**About this task:** Reproduce, word for word, the stretch of the health care reform commentary that starts with "Again, I don't" and stops after "than we realize.".

**Passage:**
____

Then the debate dragged on over many months. The pace slowed in the early summer. Then there was the town hall Crazy (tm) of August. And from there we know the rest -- the ugliness, close calls, the shuddering collapse of morale after January 19th. But the truth is, nothing matters but the final result. No one remembers the politicking in advance of Medicare or Social Security or really anything else. There's either a reform law or there's not. That's why, even though it's still a momentous event in political circles, the 1994 run at Health Care Reform might as well never have happened.
Even over the last two days you've seen a shifting of perspective as all the drama and angst of recent months recedes before the reality of final passage. There's no denying this is certainly the biggest and by almost any definition the first major social legislation in the United States in almost five decades. (Congress passed Medicare in 1965.)
Today, when David Frum wrote that this was turning out to be the GOP's Waterloo, he had two interlocking points -- one focused on policy, another political.
The US has had several runs with major pieces of social legislation. And the record is that they don't get repealed. They're expanded and become embedded in the national political economy. That was what was at the heart of Bill Kristol's famous (or infamous) memo on reform from 1994. Once Health Care reform is passed; the middle class will like it. And there will be no repealing or doing away with it. And its success would create a new generation of Democrats. That was his fear.
To that end, Frum's policy point was, who cares if the Republicans take back Congress? Majorities come and go. But reform is permanent. For conservatives it's a catastrophic development and if they'd actually been part of the dialog they probably could have gotten a bill much more to their liking. The second point is political, though he's less clear in this case. Republicans, he says, are probably overestimating their chances this fall in any case.
I'm far from wanting to hazard a prediction. But I've thought for a while that this is right. Seven months is always a long time in politics. But this seven months particularly could be very long indeed.
I was in DC last week. And I was again struck, as I used to be when I lived there (1999-2004), by the powerful group-think that affects the place. It's really no different than you'd see in any other company town. But it's pervasive and hard to escape. When I was training down I read an update from a campaign watcher whose work I normally greatly respect. He clearly believed that Health Care Reform was not only a catastrophe for Democrats but that the actual passage of the bill would have no political effect. According to him, we're on pretty much a straight line between today and the November elections.
Again, I don't want to paint any rosy pictures. And, as I said, I don't want to hazard any predictions. But I think this conventional wisdom is quite mistaken. Hard fought victories don't deplete political capital; they build it. And political wins themselves often have a catalyzing effect that shapes political opinion far more than we realize.
Make no mistake, it's a genuinely historic moment, a realization that only now seems to be dawning on people. And expect to have political repercussions far greater than people expect. But as I wrote earlier, even if they lose their majorities in November, they'll be able to say: This is what we used these majorities to do. And it was worth it.

____

**Given entries:**
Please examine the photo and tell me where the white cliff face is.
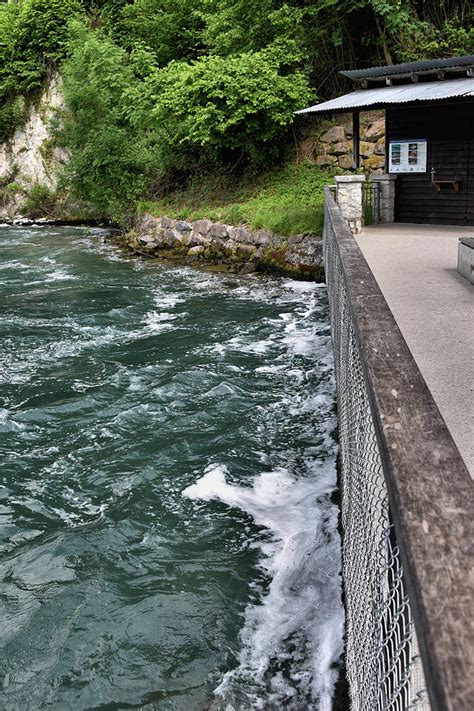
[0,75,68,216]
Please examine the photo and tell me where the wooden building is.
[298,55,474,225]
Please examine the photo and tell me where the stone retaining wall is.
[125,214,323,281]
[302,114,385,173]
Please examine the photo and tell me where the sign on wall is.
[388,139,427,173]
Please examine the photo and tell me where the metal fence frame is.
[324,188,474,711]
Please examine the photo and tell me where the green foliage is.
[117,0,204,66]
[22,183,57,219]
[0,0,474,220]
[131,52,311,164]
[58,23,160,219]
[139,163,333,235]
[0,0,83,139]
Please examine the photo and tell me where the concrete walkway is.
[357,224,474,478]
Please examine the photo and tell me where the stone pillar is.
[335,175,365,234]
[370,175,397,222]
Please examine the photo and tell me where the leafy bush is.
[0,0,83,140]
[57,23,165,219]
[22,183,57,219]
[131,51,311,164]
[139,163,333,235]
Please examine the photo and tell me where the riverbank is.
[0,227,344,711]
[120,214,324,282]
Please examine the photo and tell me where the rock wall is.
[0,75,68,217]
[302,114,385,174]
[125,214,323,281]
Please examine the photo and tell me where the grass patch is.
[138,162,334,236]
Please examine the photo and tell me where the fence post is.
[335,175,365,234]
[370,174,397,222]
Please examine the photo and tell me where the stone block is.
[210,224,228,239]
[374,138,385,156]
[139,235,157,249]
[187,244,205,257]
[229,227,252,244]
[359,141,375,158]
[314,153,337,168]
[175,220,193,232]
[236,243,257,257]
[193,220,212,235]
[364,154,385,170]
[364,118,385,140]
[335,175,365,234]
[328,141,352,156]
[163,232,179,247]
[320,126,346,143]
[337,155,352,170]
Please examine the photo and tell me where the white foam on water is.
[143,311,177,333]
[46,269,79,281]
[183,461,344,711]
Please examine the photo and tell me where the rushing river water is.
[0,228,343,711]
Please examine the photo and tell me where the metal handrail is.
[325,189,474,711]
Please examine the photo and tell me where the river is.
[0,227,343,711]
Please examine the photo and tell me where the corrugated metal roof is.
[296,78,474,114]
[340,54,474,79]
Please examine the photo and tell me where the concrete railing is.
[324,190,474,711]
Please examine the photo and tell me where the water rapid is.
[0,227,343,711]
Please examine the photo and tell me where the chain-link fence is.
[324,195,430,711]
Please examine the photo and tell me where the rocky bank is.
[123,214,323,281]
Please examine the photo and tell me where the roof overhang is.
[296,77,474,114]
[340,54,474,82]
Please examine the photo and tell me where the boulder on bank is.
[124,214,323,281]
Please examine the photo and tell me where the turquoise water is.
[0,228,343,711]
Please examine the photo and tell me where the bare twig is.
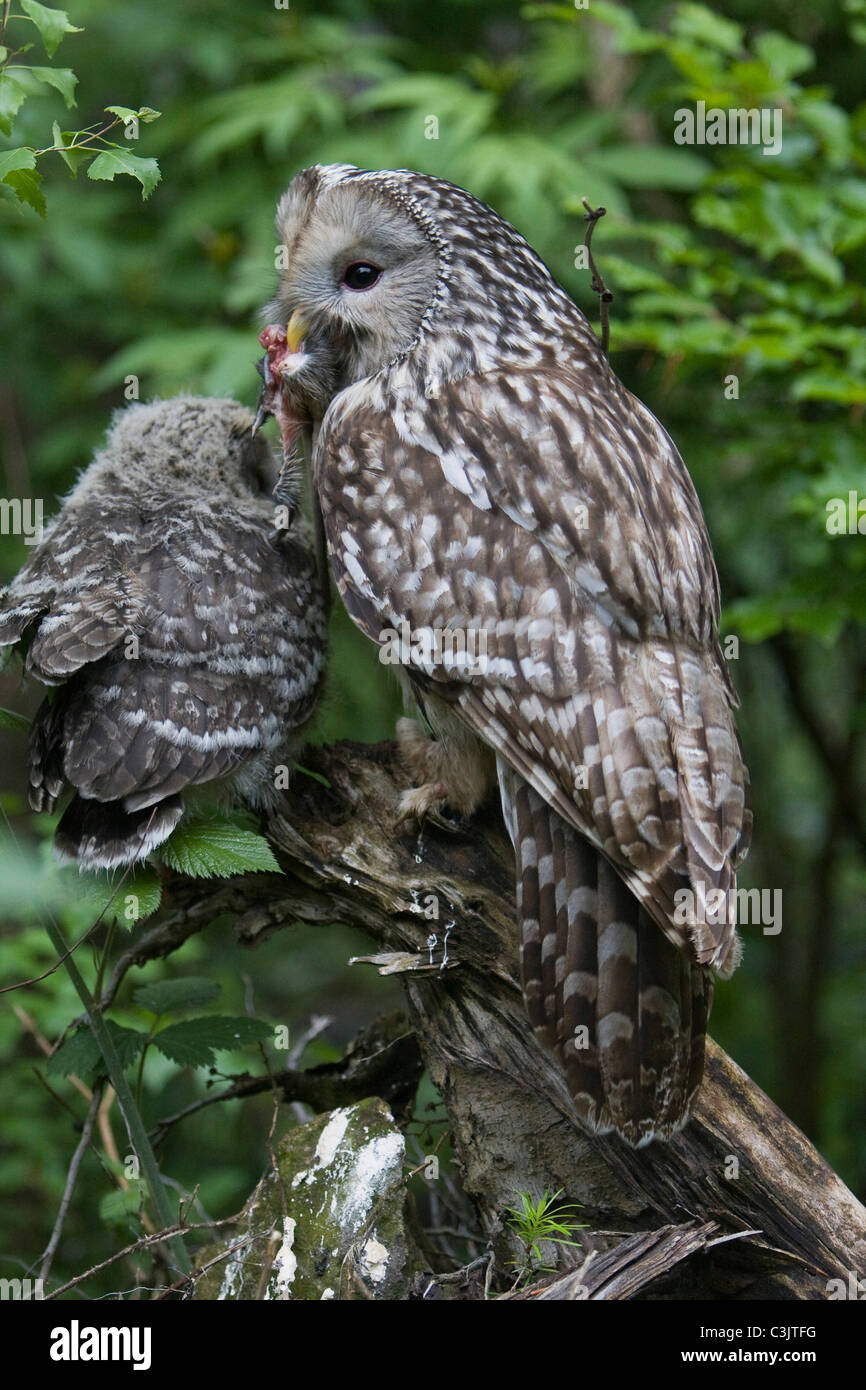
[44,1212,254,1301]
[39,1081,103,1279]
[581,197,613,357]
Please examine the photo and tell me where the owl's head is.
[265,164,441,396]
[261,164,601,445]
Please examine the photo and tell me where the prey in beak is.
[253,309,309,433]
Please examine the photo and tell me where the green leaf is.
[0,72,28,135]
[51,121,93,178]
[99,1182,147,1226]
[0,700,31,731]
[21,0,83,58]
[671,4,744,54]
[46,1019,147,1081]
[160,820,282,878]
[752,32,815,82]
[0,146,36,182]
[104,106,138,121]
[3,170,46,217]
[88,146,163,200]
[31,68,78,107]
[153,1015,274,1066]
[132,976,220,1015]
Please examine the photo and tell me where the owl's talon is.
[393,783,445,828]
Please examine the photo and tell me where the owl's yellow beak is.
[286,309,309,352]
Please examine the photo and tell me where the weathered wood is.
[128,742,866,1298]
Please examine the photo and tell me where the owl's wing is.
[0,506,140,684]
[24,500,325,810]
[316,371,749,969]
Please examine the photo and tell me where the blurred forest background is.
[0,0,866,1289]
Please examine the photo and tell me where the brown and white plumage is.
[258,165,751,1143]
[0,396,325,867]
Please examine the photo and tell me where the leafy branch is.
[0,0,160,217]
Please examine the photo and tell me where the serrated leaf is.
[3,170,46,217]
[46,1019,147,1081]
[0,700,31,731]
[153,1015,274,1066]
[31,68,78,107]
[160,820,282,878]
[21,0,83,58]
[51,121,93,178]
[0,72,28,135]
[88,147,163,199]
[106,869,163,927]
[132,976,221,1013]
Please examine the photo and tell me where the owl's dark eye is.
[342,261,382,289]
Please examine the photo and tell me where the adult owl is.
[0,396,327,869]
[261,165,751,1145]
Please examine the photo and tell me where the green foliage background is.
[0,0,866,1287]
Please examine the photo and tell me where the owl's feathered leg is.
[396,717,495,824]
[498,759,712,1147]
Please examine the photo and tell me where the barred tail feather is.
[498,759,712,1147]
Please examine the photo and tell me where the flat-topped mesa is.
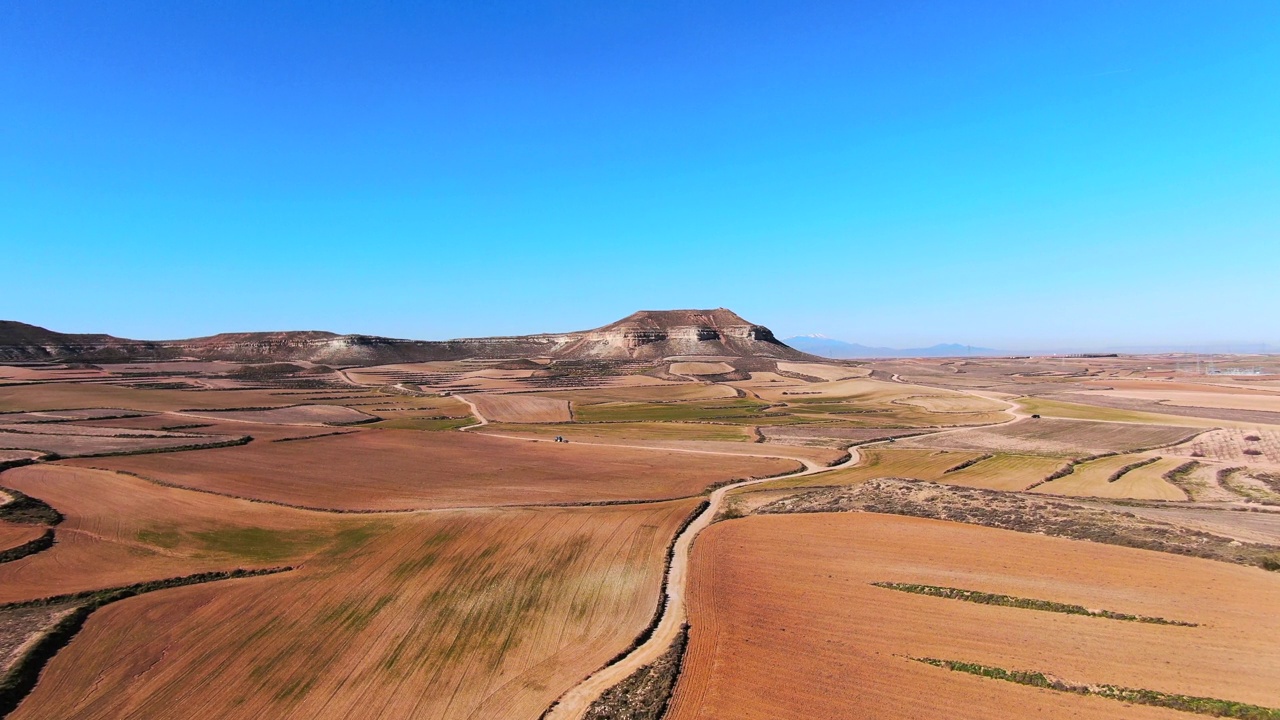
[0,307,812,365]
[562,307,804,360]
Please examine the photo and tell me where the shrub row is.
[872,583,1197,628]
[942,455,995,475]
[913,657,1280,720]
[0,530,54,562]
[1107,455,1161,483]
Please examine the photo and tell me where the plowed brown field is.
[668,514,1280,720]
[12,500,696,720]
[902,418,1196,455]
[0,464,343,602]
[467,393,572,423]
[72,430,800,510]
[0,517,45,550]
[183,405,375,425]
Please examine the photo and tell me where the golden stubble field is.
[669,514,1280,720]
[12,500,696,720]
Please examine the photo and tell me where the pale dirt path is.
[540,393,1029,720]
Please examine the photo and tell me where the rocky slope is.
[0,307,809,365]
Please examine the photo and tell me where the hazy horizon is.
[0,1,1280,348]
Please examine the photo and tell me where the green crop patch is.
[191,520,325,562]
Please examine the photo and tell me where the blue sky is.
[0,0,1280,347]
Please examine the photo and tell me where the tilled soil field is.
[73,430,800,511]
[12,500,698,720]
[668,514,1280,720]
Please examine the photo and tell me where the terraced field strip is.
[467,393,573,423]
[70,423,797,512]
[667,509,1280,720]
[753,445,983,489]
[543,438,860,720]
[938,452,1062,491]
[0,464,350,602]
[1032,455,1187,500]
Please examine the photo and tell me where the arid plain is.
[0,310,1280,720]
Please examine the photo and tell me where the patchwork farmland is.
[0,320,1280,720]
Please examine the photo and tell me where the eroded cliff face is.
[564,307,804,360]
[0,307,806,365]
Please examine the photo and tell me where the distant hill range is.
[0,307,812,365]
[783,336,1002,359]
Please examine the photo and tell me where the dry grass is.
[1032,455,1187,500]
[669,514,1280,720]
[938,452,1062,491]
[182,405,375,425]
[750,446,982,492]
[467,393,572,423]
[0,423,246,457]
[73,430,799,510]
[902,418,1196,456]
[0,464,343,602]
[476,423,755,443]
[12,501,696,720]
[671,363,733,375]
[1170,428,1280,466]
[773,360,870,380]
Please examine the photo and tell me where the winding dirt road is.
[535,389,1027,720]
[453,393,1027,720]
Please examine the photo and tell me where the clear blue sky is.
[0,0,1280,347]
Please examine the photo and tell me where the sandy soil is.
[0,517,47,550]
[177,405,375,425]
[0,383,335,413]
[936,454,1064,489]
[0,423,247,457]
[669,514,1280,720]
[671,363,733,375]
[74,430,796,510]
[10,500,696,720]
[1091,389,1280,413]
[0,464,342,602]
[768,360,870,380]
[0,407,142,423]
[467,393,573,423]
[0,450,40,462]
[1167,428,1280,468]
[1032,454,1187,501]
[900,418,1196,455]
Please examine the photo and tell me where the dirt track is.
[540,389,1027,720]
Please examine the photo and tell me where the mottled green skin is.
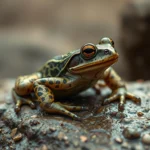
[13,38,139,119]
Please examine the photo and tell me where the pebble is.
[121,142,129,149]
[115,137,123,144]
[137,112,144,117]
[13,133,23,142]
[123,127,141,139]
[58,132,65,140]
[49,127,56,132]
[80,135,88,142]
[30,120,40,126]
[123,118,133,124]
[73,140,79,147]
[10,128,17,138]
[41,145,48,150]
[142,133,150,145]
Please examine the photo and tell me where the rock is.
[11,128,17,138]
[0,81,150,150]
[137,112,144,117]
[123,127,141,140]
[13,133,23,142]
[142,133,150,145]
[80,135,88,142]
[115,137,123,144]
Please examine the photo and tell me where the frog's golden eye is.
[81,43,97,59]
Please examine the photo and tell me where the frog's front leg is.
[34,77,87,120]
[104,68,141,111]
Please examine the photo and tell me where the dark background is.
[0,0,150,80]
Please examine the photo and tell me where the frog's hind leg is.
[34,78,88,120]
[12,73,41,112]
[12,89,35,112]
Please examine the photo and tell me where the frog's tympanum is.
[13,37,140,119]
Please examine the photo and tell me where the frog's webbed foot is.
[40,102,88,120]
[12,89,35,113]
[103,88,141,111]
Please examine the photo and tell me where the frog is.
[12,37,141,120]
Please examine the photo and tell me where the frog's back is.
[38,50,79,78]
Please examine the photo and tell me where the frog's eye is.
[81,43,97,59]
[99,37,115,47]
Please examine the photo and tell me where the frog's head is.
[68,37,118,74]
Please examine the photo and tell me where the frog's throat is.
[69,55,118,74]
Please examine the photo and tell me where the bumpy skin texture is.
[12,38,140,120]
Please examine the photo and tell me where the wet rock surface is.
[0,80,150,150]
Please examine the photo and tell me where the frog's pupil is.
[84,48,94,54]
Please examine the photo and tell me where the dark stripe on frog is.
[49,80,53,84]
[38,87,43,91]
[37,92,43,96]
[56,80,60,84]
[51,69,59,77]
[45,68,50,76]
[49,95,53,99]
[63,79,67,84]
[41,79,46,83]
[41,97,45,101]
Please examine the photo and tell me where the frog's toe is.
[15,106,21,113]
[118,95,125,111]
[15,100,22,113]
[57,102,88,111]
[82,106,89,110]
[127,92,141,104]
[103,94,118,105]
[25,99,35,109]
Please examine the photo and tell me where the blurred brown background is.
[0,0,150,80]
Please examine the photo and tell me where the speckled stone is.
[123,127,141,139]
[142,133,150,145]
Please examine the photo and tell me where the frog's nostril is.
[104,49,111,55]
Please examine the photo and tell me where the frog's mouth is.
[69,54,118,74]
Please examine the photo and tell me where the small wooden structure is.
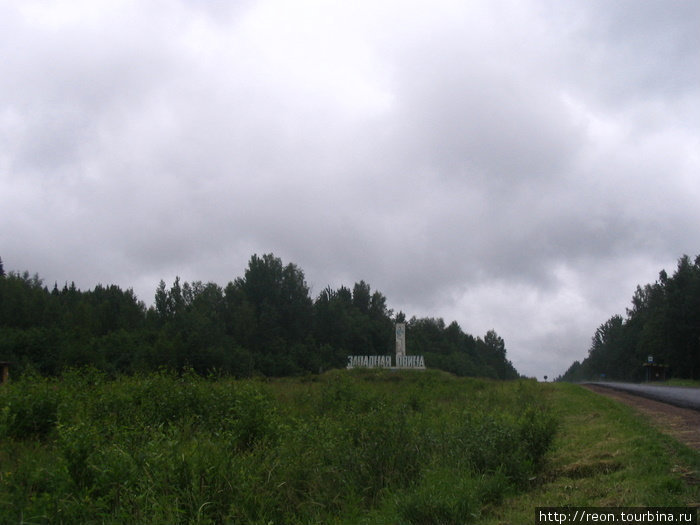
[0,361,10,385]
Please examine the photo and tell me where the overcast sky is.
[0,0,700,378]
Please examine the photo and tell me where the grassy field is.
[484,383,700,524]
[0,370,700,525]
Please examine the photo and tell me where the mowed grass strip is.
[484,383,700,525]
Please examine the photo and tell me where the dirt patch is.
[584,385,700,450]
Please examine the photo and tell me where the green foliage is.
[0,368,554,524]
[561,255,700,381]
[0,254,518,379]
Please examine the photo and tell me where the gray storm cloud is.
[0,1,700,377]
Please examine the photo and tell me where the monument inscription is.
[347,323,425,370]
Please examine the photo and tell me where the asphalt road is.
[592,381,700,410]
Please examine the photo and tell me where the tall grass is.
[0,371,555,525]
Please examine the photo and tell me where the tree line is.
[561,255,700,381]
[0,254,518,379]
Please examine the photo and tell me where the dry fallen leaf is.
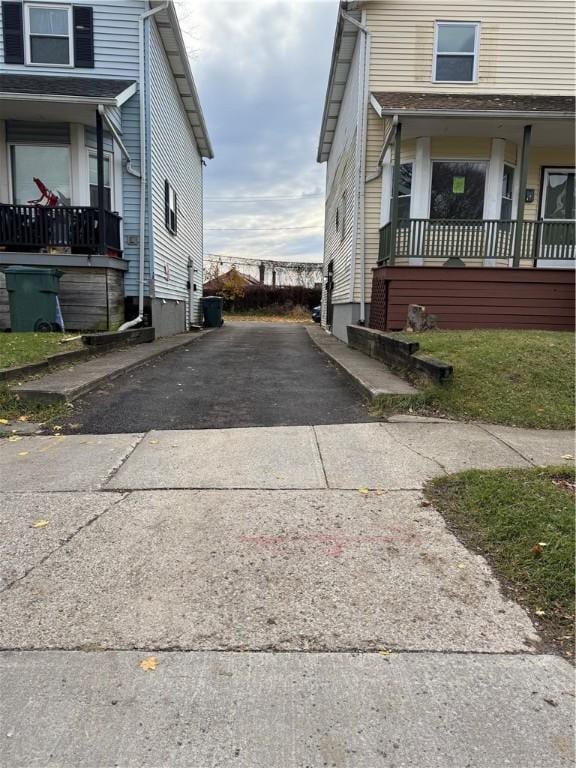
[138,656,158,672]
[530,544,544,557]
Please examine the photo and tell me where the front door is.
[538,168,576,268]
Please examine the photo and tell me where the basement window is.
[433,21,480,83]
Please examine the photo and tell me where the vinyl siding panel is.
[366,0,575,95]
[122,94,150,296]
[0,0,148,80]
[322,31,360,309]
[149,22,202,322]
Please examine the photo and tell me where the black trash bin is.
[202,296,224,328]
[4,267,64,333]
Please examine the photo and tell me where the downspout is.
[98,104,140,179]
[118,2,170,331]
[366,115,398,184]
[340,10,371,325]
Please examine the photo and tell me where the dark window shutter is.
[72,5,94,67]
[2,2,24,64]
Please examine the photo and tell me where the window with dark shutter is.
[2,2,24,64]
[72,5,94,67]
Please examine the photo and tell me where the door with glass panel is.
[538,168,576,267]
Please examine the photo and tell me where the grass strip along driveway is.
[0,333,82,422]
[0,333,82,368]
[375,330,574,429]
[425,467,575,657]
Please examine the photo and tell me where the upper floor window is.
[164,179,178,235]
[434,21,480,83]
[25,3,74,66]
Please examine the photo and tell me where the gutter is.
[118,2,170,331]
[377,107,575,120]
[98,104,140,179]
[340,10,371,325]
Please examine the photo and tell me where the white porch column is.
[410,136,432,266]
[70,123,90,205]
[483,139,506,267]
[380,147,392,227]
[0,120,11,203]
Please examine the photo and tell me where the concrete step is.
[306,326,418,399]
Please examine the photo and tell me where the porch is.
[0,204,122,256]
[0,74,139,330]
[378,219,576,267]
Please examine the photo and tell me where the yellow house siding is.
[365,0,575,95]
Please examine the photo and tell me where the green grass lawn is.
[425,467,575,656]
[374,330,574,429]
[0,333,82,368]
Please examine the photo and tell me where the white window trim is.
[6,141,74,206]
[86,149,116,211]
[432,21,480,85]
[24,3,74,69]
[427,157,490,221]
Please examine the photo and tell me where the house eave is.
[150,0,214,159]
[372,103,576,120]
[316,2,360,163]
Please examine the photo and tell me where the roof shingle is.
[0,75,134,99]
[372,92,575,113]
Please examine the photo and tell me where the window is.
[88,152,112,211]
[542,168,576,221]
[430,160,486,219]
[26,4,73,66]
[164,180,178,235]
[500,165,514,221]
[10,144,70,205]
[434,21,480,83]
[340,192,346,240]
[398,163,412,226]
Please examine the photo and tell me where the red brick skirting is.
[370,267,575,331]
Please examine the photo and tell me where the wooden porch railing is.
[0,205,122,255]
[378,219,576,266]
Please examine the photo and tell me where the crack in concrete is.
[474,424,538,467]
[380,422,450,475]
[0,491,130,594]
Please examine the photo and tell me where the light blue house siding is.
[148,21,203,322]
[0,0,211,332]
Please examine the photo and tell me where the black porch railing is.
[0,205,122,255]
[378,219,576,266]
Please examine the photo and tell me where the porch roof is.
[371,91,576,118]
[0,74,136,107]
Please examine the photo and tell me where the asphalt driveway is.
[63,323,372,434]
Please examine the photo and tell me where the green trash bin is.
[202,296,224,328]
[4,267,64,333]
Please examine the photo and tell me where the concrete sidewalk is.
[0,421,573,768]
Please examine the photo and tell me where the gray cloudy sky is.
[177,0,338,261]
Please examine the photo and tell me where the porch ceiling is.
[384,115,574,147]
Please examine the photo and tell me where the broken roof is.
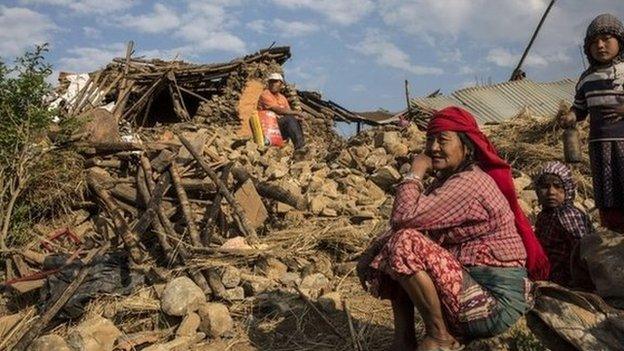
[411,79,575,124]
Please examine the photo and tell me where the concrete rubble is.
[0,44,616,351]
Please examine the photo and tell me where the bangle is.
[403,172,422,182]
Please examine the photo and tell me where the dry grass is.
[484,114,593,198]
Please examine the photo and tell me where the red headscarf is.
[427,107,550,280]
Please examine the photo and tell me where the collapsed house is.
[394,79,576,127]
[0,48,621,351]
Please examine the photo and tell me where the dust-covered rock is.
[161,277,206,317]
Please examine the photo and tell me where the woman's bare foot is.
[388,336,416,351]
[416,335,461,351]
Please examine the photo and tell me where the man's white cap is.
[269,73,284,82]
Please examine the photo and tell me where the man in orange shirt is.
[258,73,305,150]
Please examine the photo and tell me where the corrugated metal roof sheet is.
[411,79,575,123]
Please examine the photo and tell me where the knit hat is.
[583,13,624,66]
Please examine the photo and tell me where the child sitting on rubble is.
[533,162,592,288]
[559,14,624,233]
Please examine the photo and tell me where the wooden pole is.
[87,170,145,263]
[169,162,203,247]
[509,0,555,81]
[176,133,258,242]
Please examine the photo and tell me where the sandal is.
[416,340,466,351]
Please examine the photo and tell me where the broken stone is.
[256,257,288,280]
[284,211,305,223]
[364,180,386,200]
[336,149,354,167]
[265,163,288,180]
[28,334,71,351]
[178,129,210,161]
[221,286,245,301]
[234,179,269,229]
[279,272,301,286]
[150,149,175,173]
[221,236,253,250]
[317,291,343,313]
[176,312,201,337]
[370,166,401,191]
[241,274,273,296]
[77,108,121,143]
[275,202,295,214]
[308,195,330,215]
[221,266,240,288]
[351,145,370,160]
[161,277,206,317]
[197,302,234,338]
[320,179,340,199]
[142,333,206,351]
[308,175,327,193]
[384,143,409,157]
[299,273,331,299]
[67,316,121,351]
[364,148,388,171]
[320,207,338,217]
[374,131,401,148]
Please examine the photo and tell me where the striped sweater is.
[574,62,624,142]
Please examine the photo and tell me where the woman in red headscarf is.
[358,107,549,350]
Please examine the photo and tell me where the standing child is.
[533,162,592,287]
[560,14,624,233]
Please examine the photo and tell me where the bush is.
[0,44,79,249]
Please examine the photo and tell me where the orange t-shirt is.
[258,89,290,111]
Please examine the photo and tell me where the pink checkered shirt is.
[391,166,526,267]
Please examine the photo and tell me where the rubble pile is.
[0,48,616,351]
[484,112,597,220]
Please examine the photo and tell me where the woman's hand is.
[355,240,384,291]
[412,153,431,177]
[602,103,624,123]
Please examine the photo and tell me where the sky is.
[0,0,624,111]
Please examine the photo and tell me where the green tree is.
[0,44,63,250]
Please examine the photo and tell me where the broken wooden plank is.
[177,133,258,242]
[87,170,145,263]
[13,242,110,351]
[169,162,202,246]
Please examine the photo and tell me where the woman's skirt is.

____

**Finished task:**
Again, I don't want to paint any rosy pictures. And, as I said, I don't want to hazard any predictions. But I think this conventional wisdom is quite mistaken. Hard fought victories don't deplete political capital; they build it. And political wins themselves often have a catalyzing effect that shapes political opinion far more than we realize.